= Data for this task =
◇ ◇ ◇
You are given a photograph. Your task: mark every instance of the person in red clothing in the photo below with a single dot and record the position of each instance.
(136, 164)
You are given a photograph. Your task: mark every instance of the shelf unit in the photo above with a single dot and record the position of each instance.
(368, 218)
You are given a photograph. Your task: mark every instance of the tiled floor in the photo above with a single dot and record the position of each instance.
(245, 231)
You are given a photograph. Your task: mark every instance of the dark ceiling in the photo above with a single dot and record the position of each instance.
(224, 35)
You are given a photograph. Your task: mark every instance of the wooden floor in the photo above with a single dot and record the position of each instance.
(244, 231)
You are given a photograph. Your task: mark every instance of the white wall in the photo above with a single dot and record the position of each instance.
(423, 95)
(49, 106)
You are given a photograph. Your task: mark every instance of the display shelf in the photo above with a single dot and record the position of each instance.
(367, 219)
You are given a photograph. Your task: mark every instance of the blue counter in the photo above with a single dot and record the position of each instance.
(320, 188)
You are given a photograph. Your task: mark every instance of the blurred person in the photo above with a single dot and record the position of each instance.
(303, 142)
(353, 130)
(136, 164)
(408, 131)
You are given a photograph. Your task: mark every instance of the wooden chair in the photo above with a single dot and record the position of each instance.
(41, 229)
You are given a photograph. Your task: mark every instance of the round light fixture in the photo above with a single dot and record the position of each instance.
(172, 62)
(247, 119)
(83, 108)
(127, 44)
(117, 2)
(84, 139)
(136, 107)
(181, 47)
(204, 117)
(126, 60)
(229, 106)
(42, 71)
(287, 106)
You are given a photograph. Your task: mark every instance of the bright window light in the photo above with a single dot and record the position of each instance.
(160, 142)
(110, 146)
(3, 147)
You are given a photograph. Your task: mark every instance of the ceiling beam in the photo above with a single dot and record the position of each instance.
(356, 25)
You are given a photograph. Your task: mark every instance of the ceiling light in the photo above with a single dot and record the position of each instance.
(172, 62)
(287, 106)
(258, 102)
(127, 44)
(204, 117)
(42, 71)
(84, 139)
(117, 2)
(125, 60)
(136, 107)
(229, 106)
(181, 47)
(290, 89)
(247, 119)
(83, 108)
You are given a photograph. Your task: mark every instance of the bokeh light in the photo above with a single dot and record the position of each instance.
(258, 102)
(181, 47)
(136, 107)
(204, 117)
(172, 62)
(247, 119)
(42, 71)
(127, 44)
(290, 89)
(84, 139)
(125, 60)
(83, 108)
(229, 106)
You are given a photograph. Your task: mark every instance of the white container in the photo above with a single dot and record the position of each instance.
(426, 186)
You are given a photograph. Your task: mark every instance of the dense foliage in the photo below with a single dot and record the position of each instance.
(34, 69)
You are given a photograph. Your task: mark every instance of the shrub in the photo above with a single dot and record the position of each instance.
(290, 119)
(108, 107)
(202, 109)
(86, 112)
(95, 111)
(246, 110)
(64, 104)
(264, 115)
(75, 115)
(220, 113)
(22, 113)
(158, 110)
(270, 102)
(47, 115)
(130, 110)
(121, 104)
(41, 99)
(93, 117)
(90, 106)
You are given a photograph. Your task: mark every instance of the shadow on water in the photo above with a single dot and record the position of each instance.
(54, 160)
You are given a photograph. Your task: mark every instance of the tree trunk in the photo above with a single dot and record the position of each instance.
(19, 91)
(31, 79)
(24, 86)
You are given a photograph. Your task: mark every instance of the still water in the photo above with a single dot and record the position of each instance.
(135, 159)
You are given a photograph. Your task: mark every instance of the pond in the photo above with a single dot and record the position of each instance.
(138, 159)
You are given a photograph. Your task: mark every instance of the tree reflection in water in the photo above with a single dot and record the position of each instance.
◇ ◇ ◇
= Goal =
Quote the data above in full, changing nothing.

= The answer =
You are given a photograph. Your task: mark every instance of the person in red clothing in the photo below with a single dot and record the position of each instance.
(136, 164)
You are given a photograph. Your task: mark every instance of the shelf unit in the photo above with a single dot and record the position of each instance.
(368, 218)
You are given a photograph. Your task: mark every instance of the tiled floor in the photo above with a single dot and record the position of each instance.
(245, 231)
You are given a photograph. Your task: mark every instance of the dark ceiling in the photo above with a single dot and record the position of each instance.
(224, 35)
You are given a photograph. Your task: mark every instance of the wooden floor in the photo above with a single dot and record the position of each instance.
(244, 231)
You are given a photograph. Your task: mark every instance of the white wall in the photo above with a single dot and record the position of each instance.
(423, 95)
(49, 106)
You are given a photograph. Your task: mark every instance of the display shelf in the photo above with a single dot and record the position of each instance.
(367, 219)
You are given a photograph. Your task: mark every instance of the blue counter in the photo above with a single dot and record the position of each instance.
(320, 188)
You are given a photograph. Your task: mark every instance of the blurred person in the photo above with a single dot and record the position of each instance.
(303, 142)
(353, 130)
(136, 164)
(408, 131)
You are given a photograph. Your task: mark every instance of the wooden chair in the photo above with a single dot and record the position of each instance.
(41, 229)
You are given a photograph. Your task: mark every instance of the round light fixture in the photo above with a single dot and record the position of each instance.
(172, 62)
(247, 119)
(83, 108)
(127, 44)
(117, 2)
(84, 139)
(136, 107)
(181, 47)
(204, 117)
(126, 60)
(229, 106)
(42, 71)
(287, 106)
You are given a photograph. Your task: mark every instance of the bright window light in the photo above with a single dot and record the position of each instance.
(160, 142)
(110, 146)
(3, 147)
You are given a photograph. Your task: mark every instance of the ceiling beam in the photo above with a single dot and record the position of each instance.
(356, 25)
You are given a photograph. Your task: mark every instance of the ceiling light in the photo above with a single dot and record the position of each instance.
(172, 62)
(287, 106)
(258, 102)
(127, 44)
(204, 117)
(42, 71)
(84, 139)
(117, 2)
(125, 60)
(136, 107)
(229, 106)
(181, 47)
(290, 89)
(247, 119)
(83, 108)
You are given a photograph. Your task: mark every instance of the bokeh light in the photo above with a single dot and record the position of each instance.
(258, 102)
(181, 47)
(136, 107)
(204, 117)
(172, 62)
(247, 119)
(42, 71)
(127, 44)
(290, 89)
(84, 139)
(125, 60)
(83, 108)
(229, 106)
You are given a photograph. Your task: mark every instance of the white container in the photo above with a single dot and record the position of each instance.
(426, 186)
You are given a photograph. Your task: mark every instance of the dense foliage in the photo below with a single dot and record the position of each instance.
(34, 69)
You are given a photograph. Your task: mark every instance of the shrub in the photo above with a single dot and record the position of each instance.
(290, 119)
(108, 107)
(202, 109)
(86, 112)
(95, 111)
(246, 110)
(64, 104)
(264, 115)
(75, 115)
(220, 113)
(22, 113)
(158, 110)
(270, 102)
(47, 115)
(130, 110)
(121, 104)
(41, 99)
(93, 117)
(90, 106)
You are given a photograph. Your task: mark every instance of the shadow on water in the photo above with a single dot and record the position of each instance.
(54, 160)
You are given a photograph. Your task: mark every instance of the tree trunk in the photo above with a single dot and record the position of each instance.
(19, 91)
(31, 79)
(24, 86)
You are given a photograph. Your task: mark every instance of the still water in the photo above with a single dot and record the position of each instance.
(135, 159)
You are given a photograph. Your task: mark every instance of the pond in the photo above with a single dot and record the position of each instance.
(138, 159)
You are given a photograph. Your task: mark every instance of the tree reflection in water in the photo above with a single dot and record the position of each instance.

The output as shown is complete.